-- Stored data --
________________________________________
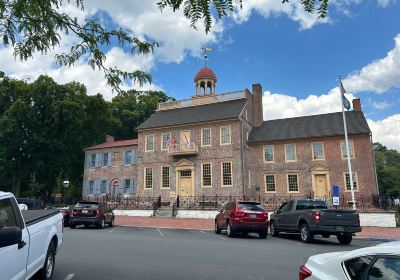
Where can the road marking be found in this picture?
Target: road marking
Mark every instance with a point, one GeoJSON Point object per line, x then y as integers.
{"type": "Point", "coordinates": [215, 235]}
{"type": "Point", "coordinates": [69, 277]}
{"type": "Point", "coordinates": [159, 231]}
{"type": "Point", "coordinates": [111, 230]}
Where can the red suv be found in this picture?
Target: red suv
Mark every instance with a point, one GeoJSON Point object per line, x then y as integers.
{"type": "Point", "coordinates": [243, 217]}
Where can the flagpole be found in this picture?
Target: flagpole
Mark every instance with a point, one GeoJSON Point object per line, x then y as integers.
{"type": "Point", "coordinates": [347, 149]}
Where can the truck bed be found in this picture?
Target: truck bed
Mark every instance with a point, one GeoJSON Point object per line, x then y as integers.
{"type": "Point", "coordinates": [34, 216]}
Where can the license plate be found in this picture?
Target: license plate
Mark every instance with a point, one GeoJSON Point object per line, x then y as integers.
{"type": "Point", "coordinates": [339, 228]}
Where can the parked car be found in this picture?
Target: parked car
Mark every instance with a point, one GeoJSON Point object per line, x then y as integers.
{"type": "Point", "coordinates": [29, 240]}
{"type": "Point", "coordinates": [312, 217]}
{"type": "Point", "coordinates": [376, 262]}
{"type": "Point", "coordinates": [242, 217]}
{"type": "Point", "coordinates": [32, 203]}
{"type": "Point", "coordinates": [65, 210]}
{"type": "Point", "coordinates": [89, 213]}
________________________________________
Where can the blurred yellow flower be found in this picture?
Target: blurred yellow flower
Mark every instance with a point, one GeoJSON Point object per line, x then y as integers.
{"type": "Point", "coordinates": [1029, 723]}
________________________________________
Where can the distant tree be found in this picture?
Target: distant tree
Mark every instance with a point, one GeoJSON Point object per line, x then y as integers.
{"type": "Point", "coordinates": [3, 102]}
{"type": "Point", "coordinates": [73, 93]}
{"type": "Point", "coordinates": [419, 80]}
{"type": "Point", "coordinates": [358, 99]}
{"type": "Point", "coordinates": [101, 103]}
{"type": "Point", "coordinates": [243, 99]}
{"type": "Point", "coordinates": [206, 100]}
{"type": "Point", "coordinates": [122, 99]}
________________________________________
-- Description of the task --
Report every line in the entries above that contains the word "Where", treating uppercase and lowercase as different.

-- Task solution --
Where can the road marking be found in this picture?
Where can the red suv be found in this picture?
Where can the flagpole be found in this picture?
Where can the truck bed be found in this picture?
Where can the license plate be found in this picture?
Where can the parked car be found in this picture?
Where can the blurred yellow flower be found in this picture?
Where can the distant tree be found in this picture?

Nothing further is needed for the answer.